*ВОПРОСЫ К ТЕКСТУ*:
[1] О чём мать Ильи тихо спросила соседа в последнем поезде, идущем в Ленинград, согласно тексту о ленинградской блокаде?
[2] Продолжите текст о ленинградской блокаде, начав сразу после его последней фразы.

*ИСХОДНЫЙ ТЕКСТ*:
* * * * * * * * *
А тогда, оказавшись в последнем поезде, идущем в Ленинград, Илья услышал тихий вопрос матери, обращенный к соседу: если она накроет своим телом сына – дойдет ли до него пуля? И получила утешительный ответ: очевидно, не достанет…
Война
Ленинград превратился в прифронтовой город. Баррикады, траншеи, перекрашенные под цвет зелени дома, зенитные пушки в парках… Черный дым от горящих продовольственных складов, аэростаты, патрули…
Родители решили не уезжать из города, и некоторое время продолжаются заходы с отцом в любимый букинистический магазин. Но все ближе подкрадываются голод и смерть…
«Все страшные дни Ленинградской блокады неотступно и пугающе ясно, словно это было вчера, стоят непреходящим кошмаром в моей памяти… – напишет потом Глазунов, воссоздавая картины смерти своих близких. – Каждый умирал страшно и мучительно. Отец – с протяжными нестерпимо громкими криками, от которых леденела кровь и поднимались дыбом волосы… Пламя коптилки, дрожавшей в маминой руке, жуткими крыльями теней заметалось по стенам, потолку и отразилось желтым тусклым блеском в закатившихся белках отца, который продолжал кричать на той же высокой ноте… Через пятнадцать минут отец замолк и, не приходя в себя, умер…
– Бабушка! Бабушка! Ты спишь? – говорил я, боясь своего голоса в гулкой темноте холодного склепа нашей квартиры. Закрывая рукой пламя коптилки от сквозняка отрытой двери, я старался разглядеть бабушку… Холодея от ужаса, больше всего боясь тишины, я с усилием подошел к постели и положил руку на ее лоб. Он был холоден, как гранит на морозе. Я не понимаю, как очутился рядом с матерью, лежащей в старом зимнем пальто под одеялом. Стуча зубами прошептал:
– Она умерла!
* * * * * * * * *
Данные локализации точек
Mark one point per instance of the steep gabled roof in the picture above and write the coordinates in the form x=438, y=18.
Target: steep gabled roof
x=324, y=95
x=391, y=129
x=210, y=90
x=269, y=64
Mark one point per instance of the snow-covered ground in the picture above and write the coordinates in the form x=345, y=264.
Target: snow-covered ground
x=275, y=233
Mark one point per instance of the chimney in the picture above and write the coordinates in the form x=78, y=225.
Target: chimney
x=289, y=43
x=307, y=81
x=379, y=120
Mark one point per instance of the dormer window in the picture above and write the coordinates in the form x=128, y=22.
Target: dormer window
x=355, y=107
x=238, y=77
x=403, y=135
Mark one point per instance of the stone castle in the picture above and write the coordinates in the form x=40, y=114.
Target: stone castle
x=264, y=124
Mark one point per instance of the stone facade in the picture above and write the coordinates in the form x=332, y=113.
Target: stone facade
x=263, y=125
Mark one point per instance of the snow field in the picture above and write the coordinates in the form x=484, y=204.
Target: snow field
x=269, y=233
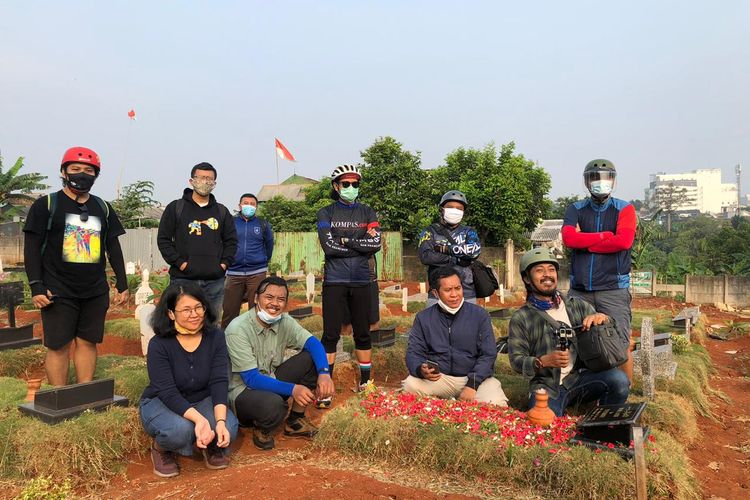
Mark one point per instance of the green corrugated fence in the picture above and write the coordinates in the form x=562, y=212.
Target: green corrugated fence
x=302, y=252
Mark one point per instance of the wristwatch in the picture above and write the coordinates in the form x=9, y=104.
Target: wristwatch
x=538, y=365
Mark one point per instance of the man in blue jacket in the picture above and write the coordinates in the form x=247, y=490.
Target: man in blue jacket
x=451, y=351
x=250, y=266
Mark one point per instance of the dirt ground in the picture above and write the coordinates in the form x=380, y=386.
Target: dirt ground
x=720, y=457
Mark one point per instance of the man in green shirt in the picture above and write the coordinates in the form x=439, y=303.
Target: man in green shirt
x=262, y=381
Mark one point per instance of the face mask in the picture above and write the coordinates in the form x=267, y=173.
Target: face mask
x=349, y=194
x=453, y=215
x=80, y=182
x=450, y=310
x=601, y=187
x=265, y=317
x=203, y=188
x=248, y=210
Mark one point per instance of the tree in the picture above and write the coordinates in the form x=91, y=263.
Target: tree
x=506, y=192
x=396, y=187
x=133, y=202
x=560, y=205
x=16, y=188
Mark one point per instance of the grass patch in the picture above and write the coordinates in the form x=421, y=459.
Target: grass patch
x=15, y=362
x=129, y=372
x=576, y=473
x=127, y=328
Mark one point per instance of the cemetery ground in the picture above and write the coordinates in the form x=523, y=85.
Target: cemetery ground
x=699, y=423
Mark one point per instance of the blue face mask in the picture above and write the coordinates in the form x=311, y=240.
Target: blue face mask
x=248, y=210
x=349, y=194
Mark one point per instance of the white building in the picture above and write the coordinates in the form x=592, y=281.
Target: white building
x=699, y=190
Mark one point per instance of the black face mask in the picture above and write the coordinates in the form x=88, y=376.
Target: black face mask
x=80, y=182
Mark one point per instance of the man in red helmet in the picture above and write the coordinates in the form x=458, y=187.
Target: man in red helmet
x=67, y=234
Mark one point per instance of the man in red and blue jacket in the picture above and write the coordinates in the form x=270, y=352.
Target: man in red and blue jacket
x=600, y=231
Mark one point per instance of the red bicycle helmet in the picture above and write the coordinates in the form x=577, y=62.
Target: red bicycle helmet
x=80, y=154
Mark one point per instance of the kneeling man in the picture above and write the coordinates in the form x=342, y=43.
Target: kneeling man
x=535, y=350
x=451, y=351
x=262, y=381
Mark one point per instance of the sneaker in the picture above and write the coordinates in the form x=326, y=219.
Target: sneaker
x=165, y=462
x=263, y=440
x=215, y=458
x=300, y=428
x=324, y=404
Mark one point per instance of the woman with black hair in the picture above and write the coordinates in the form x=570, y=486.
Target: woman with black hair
x=185, y=403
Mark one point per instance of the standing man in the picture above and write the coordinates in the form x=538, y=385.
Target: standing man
x=65, y=239
x=254, y=251
x=448, y=242
x=197, y=237
x=600, y=231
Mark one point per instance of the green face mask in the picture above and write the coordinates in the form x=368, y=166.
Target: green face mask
x=349, y=194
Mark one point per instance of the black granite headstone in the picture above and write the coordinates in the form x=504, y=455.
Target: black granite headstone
x=384, y=337
x=60, y=403
x=610, y=424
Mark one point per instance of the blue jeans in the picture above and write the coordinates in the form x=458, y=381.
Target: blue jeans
x=214, y=290
x=174, y=432
x=610, y=387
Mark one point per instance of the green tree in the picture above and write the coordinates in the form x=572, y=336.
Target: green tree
x=16, y=188
x=132, y=204
x=560, y=205
x=506, y=192
x=396, y=187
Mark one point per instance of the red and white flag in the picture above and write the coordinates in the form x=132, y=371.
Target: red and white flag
x=283, y=152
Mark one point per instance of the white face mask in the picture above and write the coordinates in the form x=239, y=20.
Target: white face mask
x=601, y=187
x=450, y=310
x=453, y=215
x=266, y=317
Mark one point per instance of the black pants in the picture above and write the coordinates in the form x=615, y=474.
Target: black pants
x=266, y=410
x=337, y=300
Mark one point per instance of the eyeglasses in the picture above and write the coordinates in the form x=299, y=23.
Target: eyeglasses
x=84, y=212
x=199, y=310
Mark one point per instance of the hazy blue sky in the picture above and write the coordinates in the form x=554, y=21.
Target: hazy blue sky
x=653, y=86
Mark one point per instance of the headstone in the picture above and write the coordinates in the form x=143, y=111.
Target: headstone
x=610, y=424
x=144, y=294
x=341, y=355
x=60, y=403
x=13, y=337
x=647, y=360
x=310, y=287
x=143, y=314
x=301, y=312
x=659, y=345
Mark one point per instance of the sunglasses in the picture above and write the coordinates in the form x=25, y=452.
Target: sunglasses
x=84, y=212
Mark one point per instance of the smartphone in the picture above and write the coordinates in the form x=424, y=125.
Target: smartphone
x=433, y=365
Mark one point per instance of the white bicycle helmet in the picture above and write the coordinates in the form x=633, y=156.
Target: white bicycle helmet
x=345, y=169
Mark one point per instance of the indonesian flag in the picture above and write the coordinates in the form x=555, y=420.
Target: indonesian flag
x=283, y=152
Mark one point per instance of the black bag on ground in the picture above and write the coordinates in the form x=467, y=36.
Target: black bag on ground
x=600, y=347
x=485, y=279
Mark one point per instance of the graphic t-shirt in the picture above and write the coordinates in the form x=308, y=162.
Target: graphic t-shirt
x=73, y=263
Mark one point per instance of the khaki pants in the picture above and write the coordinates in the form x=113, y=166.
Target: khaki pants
x=447, y=386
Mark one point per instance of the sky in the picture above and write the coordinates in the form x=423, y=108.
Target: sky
x=652, y=86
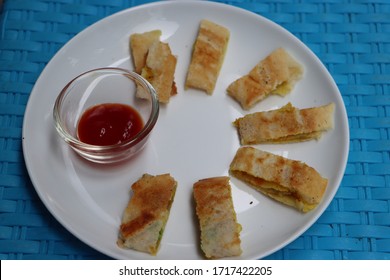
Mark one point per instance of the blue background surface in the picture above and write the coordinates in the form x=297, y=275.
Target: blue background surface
x=352, y=39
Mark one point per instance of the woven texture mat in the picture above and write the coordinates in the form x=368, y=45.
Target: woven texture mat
x=352, y=38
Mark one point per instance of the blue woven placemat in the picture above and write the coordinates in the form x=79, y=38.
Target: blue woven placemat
x=352, y=38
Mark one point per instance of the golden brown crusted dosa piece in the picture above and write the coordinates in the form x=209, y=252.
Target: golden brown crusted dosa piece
x=284, y=125
x=159, y=70
x=147, y=212
x=139, y=46
x=207, y=56
x=288, y=181
x=220, y=232
x=276, y=74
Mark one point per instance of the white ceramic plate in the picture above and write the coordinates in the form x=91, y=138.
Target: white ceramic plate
x=193, y=138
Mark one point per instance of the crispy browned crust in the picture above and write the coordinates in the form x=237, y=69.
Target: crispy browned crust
x=276, y=74
x=139, y=46
x=220, y=232
x=207, y=56
x=287, y=124
x=288, y=181
x=159, y=70
x=147, y=212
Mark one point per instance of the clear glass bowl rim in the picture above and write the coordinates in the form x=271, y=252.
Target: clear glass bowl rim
x=123, y=145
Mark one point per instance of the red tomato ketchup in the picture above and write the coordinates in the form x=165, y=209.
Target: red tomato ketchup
x=109, y=124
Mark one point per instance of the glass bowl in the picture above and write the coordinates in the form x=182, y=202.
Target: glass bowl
x=105, y=86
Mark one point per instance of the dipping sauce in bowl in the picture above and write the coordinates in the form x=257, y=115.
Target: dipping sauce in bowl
x=100, y=116
x=109, y=124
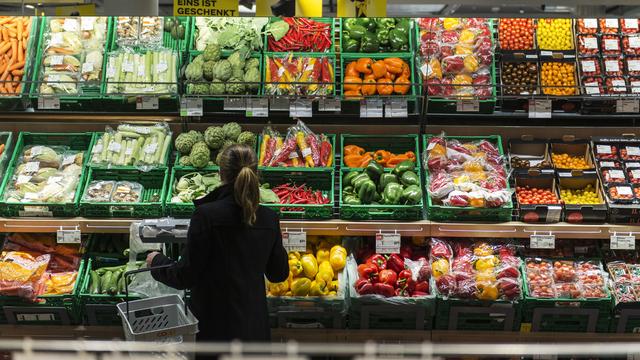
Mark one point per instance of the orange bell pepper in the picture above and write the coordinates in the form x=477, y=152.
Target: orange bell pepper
x=379, y=69
x=363, y=65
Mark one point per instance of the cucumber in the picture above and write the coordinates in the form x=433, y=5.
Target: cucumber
x=95, y=283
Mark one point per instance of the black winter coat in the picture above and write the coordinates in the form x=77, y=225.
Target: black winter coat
x=224, y=264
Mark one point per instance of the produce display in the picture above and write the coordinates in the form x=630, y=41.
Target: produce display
x=201, y=150
x=457, y=55
x=299, y=34
x=369, y=35
x=314, y=273
x=45, y=174
x=73, y=51
x=289, y=74
x=300, y=148
x=479, y=270
x=366, y=77
x=133, y=145
x=15, y=37
x=144, y=72
x=565, y=279
x=209, y=74
x=466, y=174
x=375, y=186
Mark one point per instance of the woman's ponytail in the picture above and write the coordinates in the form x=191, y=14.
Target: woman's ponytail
x=239, y=166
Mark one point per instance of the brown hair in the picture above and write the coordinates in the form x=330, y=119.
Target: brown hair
x=239, y=166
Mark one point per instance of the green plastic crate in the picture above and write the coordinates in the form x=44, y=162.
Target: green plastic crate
x=181, y=210
x=332, y=140
x=320, y=180
x=100, y=309
x=47, y=310
x=154, y=182
x=330, y=56
x=75, y=141
x=89, y=95
x=438, y=212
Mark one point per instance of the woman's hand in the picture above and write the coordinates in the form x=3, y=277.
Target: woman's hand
x=150, y=258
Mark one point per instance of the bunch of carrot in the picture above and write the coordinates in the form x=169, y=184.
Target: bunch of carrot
x=14, y=35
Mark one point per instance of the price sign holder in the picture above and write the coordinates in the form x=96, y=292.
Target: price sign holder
x=540, y=109
x=235, y=104
x=371, y=108
x=257, y=107
x=301, y=108
x=468, y=106
x=627, y=106
x=147, y=103
x=542, y=241
x=388, y=243
x=622, y=241
x=68, y=236
x=191, y=106
x=294, y=240
x=48, y=103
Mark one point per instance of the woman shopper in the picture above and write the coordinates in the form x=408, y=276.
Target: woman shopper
x=232, y=244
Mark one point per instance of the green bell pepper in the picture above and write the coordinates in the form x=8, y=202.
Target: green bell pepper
x=369, y=43
x=374, y=170
x=385, y=179
x=347, y=180
x=367, y=192
x=357, y=32
x=403, y=166
x=397, y=39
x=359, y=180
x=410, y=178
x=412, y=195
x=392, y=194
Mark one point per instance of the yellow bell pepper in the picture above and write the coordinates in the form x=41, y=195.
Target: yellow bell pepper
x=309, y=265
x=300, y=287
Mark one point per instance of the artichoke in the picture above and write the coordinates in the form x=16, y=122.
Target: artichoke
x=214, y=137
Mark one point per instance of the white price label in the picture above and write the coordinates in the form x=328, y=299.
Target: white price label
x=191, y=106
x=147, y=103
x=396, y=108
x=68, y=237
x=237, y=104
x=329, y=105
x=540, y=109
x=622, y=242
x=300, y=108
x=628, y=106
x=294, y=240
x=48, y=103
x=547, y=241
x=387, y=243
x=257, y=107
x=468, y=106
x=371, y=108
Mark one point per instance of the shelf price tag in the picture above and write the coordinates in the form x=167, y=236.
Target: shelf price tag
x=388, y=243
x=48, y=103
x=622, y=242
x=294, y=240
x=332, y=105
x=628, y=106
x=190, y=106
x=300, y=108
x=396, y=108
x=68, y=236
x=543, y=241
x=147, y=103
x=371, y=108
x=231, y=104
x=257, y=107
x=468, y=106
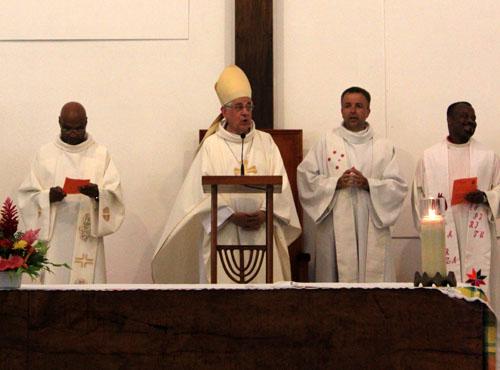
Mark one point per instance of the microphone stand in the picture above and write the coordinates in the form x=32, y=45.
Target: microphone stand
x=242, y=168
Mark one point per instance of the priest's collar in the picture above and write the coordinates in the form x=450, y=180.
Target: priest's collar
x=235, y=138
x=453, y=145
x=75, y=148
x=355, y=137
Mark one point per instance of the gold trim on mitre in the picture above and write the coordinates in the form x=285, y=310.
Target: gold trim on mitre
x=232, y=84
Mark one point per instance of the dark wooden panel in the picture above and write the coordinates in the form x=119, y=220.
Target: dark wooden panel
x=254, y=54
x=242, y=329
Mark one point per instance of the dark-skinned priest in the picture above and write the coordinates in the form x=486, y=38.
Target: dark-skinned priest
x=183, y=253
x=73, y=194
x=470, y=231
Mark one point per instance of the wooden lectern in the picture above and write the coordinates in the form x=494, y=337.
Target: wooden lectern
x=237, y=270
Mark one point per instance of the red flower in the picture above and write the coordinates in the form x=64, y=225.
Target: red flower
x=475, y=278
x=30, y=236
x=8, y=222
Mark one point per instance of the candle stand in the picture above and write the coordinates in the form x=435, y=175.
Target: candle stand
x=433, y=245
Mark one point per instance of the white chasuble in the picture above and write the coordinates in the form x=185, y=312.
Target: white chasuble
x=470, y=228
x=183, y=253
x=352, y=225
x=74, y=227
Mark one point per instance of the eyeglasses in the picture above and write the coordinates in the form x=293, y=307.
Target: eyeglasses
x=238, y=107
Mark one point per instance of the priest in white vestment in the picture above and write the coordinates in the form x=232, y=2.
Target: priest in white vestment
x=183, y=253
x=469, y=225
x=75, y=221
x=349, y=184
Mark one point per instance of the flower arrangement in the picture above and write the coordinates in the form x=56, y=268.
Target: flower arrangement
x=21, y=252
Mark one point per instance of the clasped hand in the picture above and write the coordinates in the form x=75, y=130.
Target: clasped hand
x=248, y=221
x=352, y=178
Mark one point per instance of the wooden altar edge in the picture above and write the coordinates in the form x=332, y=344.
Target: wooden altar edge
x=246, y=328
x=242, y=184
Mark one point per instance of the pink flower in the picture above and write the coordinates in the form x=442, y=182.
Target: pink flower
x=30, y=236
x=12, y=263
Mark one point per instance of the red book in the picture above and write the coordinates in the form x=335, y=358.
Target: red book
x=71, y=185
x=461, y=187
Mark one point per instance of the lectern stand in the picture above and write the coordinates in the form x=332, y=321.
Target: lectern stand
x=236, y=268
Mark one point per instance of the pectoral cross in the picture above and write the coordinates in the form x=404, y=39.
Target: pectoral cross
x=84, y=260
x=248, y=170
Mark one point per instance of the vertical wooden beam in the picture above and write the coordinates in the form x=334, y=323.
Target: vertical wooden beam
x=254, y=54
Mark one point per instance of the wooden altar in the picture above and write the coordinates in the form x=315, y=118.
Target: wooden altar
x=211, y=327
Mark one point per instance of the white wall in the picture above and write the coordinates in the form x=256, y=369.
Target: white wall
x=147, y=99
x=415, y=57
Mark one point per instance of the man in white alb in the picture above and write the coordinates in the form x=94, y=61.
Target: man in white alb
x=183, y=252
x=349, y=184
x=470, y=224
x=75, y=219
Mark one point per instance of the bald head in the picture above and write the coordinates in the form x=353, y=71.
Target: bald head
x=73, y=122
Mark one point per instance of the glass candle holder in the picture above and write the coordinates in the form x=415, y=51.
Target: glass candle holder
x=432, y=236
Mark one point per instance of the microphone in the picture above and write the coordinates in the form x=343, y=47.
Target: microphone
x=242, y=168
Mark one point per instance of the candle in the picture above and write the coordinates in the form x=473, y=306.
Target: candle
x=432, y=242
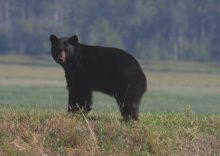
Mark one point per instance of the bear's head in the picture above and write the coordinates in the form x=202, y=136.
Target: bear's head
x=62, y=49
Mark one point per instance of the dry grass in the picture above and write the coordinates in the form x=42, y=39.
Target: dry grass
x=38, y=132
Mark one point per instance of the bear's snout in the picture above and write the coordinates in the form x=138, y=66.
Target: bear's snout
x=61, y=58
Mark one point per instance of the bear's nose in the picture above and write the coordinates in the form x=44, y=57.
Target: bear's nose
x=60, y=59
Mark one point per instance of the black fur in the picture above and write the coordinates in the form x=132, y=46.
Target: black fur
x=94, y=68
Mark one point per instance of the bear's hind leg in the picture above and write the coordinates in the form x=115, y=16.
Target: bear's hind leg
x=129, y=107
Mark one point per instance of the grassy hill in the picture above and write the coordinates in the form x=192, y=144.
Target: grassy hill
x=36, y=132
x=179, y=115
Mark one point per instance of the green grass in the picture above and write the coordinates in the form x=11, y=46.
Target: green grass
x=35, y=132
x=179, y=114
x=181, y=84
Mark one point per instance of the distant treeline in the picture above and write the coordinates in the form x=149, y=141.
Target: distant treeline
x=149, y=29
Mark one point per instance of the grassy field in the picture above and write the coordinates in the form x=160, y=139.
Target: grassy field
x=171, y=86
x=179, y=114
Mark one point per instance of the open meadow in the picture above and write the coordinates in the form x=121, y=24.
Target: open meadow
x=26, y=82
x=178, y=114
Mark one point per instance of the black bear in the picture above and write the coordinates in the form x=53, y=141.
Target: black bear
x=94, y=68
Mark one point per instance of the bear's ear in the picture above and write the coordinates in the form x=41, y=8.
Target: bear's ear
x=53, y=39
x=73, y=40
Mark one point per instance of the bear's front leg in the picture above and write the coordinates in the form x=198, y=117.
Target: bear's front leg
x=79, y=101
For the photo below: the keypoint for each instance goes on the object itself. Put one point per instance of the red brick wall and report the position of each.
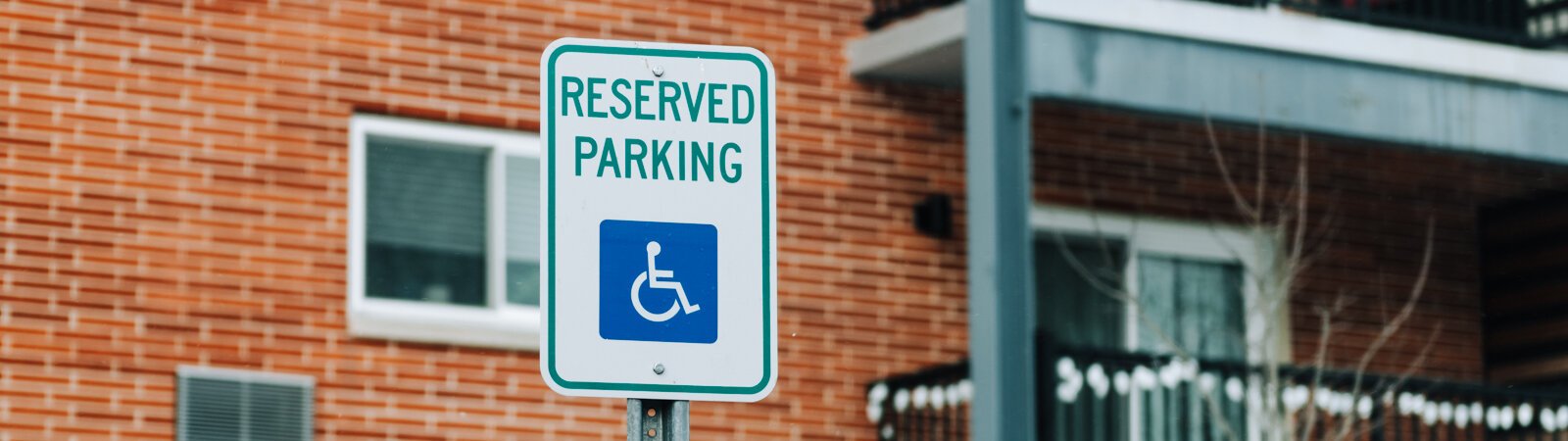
(172, 192)
(1369, 201)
* * * * * * * * *
*ОТВЕТЫ*:
[1] Дойдёт ли до сына пуля, если она накроет его своим телом.

[2]
– Ей теперь легче, чем нам, мой маленький, – сказала тихим шепотом мать. – От смерти не уйти. Мы все умрем – не бойся!
…Отец и все мои родные, жившие с нами в одной квартире, умерли на моих глазах в январе – феврале 1942 года. Мама не встает с постели уже много дней. У нас четыре комнаты, и в каждой лежит мертвый человек. Хоронить некому и невозможно. Мороз почти как на улице, комната – огромный холодильник. Потому нет трупного запаха…»
Жуткая атмосфера блокадного времени будет отражена художником в его знаменитой серии графических работ «Блокада».
22 марта 1942 года, когда в квартиру пришли люди, чтобы живых эвакуировать на Большую землю, в ней оставались лишь Илья и его мама. Машина, которая привезла медикаменты для военного госпиталя, по просьбе Михаила Федоровича должна была, возвращаясь на фронт, вывезти их из города. Но Ольга Константиновна не могла уже передвигаться. Она попросила сына принести из шкафа коробочку с маленькой позолоченной иконой Божией Матери и сказала: «На, возьми на счастье. Я всегда с тобой. Мы скоро увидимся».
По заснеженным улицам незнакомый человек отвел Илью в дом дяди Миши, его посадили в открытый грузовик. Вместе с бабушкой – матерью отца и Михаила Федоровича, их сестрой Антониной и санитаром с дочерью предстояло проделать опаснейший путь по «Дороге жизни» из блокадного Ленинграда.
Встреченные Михаилом Федоровичем, Илья с родственниками, после месячного лечения в госпитале, были отправлены в новгородскую деревню Гребло. Там до войны дядя снимал дом под дачу, в котором Илья проведет два года.